Exercise prompt: Consider the data that follows and state how many lines contain the string "shirt", using the number alone.

(Phrase grounding data)

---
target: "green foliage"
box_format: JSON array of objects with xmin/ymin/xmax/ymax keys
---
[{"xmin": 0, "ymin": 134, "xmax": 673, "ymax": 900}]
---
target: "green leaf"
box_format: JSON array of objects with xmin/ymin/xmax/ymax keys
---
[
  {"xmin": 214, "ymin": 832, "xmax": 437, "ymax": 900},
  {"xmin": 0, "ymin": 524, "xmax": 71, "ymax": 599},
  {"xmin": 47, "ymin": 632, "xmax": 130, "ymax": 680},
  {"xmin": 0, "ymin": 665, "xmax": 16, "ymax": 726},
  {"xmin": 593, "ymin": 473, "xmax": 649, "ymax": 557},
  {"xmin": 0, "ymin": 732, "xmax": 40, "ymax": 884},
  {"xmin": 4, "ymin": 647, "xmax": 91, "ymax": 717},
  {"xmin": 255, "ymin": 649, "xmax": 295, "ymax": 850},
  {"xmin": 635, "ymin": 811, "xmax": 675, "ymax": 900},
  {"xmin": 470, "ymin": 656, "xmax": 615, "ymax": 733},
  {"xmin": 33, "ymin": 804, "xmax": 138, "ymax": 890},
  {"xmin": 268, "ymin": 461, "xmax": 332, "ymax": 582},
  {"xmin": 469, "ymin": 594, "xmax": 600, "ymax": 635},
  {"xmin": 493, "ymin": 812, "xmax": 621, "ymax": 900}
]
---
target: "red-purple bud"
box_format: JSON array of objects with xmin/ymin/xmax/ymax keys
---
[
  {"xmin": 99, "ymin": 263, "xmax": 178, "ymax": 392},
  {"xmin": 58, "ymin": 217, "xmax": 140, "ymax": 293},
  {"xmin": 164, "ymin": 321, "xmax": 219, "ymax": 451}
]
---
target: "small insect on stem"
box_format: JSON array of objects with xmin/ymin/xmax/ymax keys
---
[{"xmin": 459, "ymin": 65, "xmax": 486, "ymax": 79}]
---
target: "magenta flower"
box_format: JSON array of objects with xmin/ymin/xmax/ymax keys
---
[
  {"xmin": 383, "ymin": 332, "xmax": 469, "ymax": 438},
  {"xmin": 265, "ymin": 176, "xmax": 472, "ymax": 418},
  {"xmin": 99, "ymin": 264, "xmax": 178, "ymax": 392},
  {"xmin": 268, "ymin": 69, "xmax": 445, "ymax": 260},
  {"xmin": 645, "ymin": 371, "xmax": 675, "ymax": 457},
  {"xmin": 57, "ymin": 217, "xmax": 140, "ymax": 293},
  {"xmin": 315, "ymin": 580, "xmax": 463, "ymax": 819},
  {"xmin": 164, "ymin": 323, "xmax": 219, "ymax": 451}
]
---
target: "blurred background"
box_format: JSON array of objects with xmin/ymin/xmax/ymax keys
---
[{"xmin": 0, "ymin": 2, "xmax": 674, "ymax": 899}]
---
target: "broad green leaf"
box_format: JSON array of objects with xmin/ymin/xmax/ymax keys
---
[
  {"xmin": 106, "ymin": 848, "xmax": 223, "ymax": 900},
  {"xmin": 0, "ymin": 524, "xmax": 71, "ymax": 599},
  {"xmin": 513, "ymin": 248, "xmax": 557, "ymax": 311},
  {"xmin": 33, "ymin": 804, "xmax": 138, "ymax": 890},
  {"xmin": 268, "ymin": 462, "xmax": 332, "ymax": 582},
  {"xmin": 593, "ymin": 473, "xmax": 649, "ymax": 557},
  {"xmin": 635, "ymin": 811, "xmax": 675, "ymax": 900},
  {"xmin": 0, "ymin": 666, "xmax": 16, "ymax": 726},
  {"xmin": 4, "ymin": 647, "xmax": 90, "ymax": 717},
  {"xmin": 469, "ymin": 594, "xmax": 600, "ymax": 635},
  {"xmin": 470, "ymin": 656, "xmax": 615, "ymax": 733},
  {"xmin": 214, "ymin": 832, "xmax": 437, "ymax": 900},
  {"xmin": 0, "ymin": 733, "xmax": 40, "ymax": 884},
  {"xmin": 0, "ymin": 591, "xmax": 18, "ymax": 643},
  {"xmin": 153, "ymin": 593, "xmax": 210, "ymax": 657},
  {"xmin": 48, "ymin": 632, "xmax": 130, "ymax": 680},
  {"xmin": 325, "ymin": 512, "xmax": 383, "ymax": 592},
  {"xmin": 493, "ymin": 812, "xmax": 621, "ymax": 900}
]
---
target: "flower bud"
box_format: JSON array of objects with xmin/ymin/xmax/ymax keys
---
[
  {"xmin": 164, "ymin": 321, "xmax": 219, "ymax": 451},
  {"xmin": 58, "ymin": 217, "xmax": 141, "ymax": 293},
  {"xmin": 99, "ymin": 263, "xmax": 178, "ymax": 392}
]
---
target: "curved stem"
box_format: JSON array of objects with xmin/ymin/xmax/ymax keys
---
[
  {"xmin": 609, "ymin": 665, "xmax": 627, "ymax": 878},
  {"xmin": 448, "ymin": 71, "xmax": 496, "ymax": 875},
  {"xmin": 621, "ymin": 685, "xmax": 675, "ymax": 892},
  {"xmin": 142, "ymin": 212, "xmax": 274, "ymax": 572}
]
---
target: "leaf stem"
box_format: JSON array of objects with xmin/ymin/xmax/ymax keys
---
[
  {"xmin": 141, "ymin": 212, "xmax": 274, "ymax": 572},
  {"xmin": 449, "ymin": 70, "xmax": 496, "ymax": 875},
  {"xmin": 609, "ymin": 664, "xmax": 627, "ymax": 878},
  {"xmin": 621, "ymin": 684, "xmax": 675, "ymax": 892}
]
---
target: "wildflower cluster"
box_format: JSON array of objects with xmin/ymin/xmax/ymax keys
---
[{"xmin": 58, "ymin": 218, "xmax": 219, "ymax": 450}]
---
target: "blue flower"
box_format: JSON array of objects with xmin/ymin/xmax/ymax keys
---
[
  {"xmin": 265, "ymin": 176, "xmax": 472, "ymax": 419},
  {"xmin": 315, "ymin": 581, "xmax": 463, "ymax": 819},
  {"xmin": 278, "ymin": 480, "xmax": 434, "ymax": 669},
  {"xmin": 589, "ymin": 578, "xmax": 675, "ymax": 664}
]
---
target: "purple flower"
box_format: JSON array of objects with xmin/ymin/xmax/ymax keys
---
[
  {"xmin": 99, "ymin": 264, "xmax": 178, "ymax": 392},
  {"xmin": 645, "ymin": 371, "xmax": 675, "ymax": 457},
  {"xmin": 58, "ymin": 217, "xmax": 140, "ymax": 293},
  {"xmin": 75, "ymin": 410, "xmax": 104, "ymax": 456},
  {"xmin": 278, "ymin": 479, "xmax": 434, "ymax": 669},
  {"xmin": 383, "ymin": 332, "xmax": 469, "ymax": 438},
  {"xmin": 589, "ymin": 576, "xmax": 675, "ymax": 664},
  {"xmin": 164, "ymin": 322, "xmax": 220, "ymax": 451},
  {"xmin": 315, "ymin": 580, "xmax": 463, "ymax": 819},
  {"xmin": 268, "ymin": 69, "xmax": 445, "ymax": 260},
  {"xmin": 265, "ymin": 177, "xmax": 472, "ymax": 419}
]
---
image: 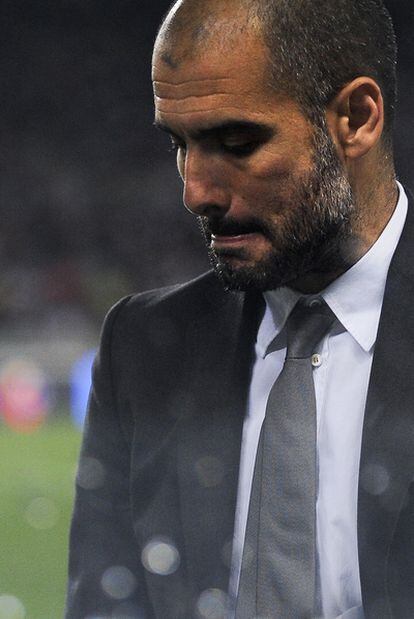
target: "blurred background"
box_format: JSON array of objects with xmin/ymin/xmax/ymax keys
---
[{"xmin": 0, "ymin": 1, "xmax": 412, "ymax": 617}]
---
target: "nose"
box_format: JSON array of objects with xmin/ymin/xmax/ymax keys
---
[{"xmin": 182, "ymin": 148, "xmax": 231, "ymax": 217}]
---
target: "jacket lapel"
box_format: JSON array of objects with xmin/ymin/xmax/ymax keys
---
[
  {"xmin": 359, "ymin": 194, "xmax": 414, "ymax": 617},
  {"xmin": 176, "ymin": 285, "xmax": 263, "ymax": 601}
]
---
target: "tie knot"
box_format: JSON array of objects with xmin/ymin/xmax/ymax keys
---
[{"xmin": 286, "ymin": 298, "xmax": 336, "ymax": 359}]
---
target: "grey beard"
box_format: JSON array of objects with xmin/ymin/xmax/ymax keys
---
[{"xmin": 201, "ymin": 120, "xmax": 356, "ymax": 292}]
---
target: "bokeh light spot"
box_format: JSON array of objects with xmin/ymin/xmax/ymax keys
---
[
  {"xmin": 360, "ymin": 463, "xmax": 390, "ymax": 495},
  {"xmin": 0, "ymin": 359, "xmax": 49, "ymax": 433},
  {"xmin": 101, "ymin": 566, "xmax": 137, "ymax": 601},
  {"xmin": 141, "ymin": 537, "xmax": 180, "ymax": 576},
  {"xmin": 196, "ymin": 588, "xmax": 229, "ymax": 619},
  {"xmin": 24, "ymin": 497, "xmax": 59, "ymax": 530},
  {"xmin": 77, "ymin": 456, "xmax": 105, "ymax": 490},
  {"xmin": 221, "ymin": 539, "xmax": 233, "ymax": 569},
  {"xmin": 195, "ymin": 456, "xmax": 225, "ymax": 488},
  {"xmin": 0, "ymin": 595, "xmax": 26, "ymax": 619}
]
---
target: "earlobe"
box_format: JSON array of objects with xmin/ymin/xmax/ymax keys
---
[{"xmin": 327, "ymin": 78, "xmax": 384, "ymax": 160}]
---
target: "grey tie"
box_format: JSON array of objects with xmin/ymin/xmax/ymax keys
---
[{"xmin": 235, "ymin": 298, "xmax": 336, "ymax": 619}]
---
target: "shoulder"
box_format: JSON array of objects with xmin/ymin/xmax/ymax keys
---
[
  {"xmin": 124, "ymin": 270, "xmax": 229, "ymax": 317},
  {"xmin": 112, "ymin": 270, "xmax": 228, "ymax": 321},
  {"xmin": 99, "ymin": 270, "xmax": 233, "ymax": 349}
]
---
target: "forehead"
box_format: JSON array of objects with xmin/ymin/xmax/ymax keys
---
[{"xmin": 152, "ymin": 35, "xmax": 279, "ymax": 122}]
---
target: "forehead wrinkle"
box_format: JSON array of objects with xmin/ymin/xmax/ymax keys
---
[
  {"xmin": 153, "ymin": 77, "xmax": 235, "ymax": 87},
  {"xmin": 155, "ymin": 107, "xmax": 268, "ymax": 124},
  {"xmin": 153, "ymin": 70, "xmax": 268, "ymax": 102},
  {"xmin": 155, "ymin": 91, "xmax": 280, "ymax": 115},
  {"xmin": 156, "ymin": 107, "xmax": 251, "ymax": 116},
  {"xmin": 154, "ymin": 92, "xmax": 251, "ymax": 103},
  {"xmin": 153, "ymin": 79, "xmax": 240, "ymax": 100}
]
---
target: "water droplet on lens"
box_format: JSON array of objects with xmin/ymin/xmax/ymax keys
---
[
  {"xmin": 195, "ymin": 456, "xmax": 224, "ymax": 488},
  {"xmin": 360, "ymin": 463, "xmax": 390, "ymax": 495},
  {"xmin": 25, "ymin": 497, "xmax": 59, "ymax": 530},
  {"xmin": 141, "ymin": 537, "xmax": 180, "ymax": 576},
  {"xmin": 221, "ymin": 539, "xmax": 233, "ymax": 568},
  {"xmin": 0, "ymin": 595, "xmax": 26, "ymax": 619},
  {"xmin": 196, "ymin": 589, "xmax": 229, "ymax": 619},
  {"xmin": 101, "ymin": 566, "xmax": 137, "ymax": 600},
  {"xmin": 77, "ymin": 456, "xmax": 105, "ymax": 490}
]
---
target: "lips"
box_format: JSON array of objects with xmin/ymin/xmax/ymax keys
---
[
  {"xmin": 202, "ymin": 216, "xmax": 268, "ymax": 252},
  {"xmin": 210, "ymin": 232, "xmax": 263, "ymax": 250},
  {"xmin": 209, "ymin": 223, "xmax": 262, "ymax": 237},
  {"xmin": 211, "ymin": 233, "xmax": 254, "ymax": 242}
]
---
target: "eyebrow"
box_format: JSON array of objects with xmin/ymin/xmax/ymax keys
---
[{"xmin": 153, "ymin": 119, "xmax": 274, "ymax": 141}]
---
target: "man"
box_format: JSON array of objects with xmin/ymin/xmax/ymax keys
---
[{"xmin": 66, "ymin": 1, "xmax": 414, "ymax": 618}]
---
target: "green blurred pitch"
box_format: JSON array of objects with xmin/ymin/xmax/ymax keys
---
[{"xmin": 0, "ymin": 421, "xmax": 82, "ymax": 619}]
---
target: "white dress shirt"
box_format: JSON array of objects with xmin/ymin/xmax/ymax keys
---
[{"xmin": 229, "ymin": 183, "xmax": 408, "ymax": 618}]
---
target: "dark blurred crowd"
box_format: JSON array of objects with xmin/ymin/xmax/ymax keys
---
[
  {"xmin": 0, "ymin": 1, "xmax": 411, "ymax": 417},
  {"xmin": 0, "ymin": 0, "xmax": 210, "ymax": 332}
]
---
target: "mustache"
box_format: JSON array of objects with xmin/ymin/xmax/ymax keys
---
[{"xmin": 201, "ymin": 216, "xmax": 270, "ymax": 237}]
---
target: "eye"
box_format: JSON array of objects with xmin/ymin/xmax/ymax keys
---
[{"xmin": 222, "ymin": 141, "xmax": 259, "ymax": 157}]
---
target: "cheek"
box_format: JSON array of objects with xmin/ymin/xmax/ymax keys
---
[
  {"xmin": 249, "ymin": 145, "xmax": 310, "ymax": 186},
  {"xmin": 233, "ymin": 167, "xmax": 312, "ymax": 223},
  {"xmin": 239, "ymin": 163, "xmax": 296, "ymax": 205},
  {"xmin": 247, "ymin": 151, "xmax": 313, "ymax": 198}
]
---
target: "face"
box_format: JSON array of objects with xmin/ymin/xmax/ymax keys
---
[{"xmin": 152, "ymin": 33, "xmax": 355, "ymax": 292}]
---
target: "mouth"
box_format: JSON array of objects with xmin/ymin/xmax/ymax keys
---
[{"xmin": 210, "ymin": 231, "xmax": 265, "ymax": 251}]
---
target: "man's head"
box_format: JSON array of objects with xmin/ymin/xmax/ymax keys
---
[{"xmin": 152, "ymin": 0, "xmax": 398, "ymax": 292}]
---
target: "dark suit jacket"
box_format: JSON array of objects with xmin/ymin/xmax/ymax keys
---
[{"xmin": 66, "ymin": 195, "xmax": 414, "ymax": 619}]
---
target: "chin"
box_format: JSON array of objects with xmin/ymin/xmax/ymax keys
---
[{"xmin": 211, "ymin": 255, "xmax": 290, "ymax": 292}]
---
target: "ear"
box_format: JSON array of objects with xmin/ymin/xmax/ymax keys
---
[{"xmin": 326, "ymin": 77, "xmax": 385, "ymax": 160}]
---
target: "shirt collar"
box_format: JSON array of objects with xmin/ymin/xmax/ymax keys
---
[
  {"xmin": 258, "ymin": 182, "xmax": 408, "ymax": 357},
  {"xmin": 322, "ymin": 182, "xmax": 407, "ymax": 351},
  {"xmin": 257, "ymin": 286, "xmax": 301, "ymax": 357}
]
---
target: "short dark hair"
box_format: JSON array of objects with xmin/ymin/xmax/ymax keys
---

Written response: 2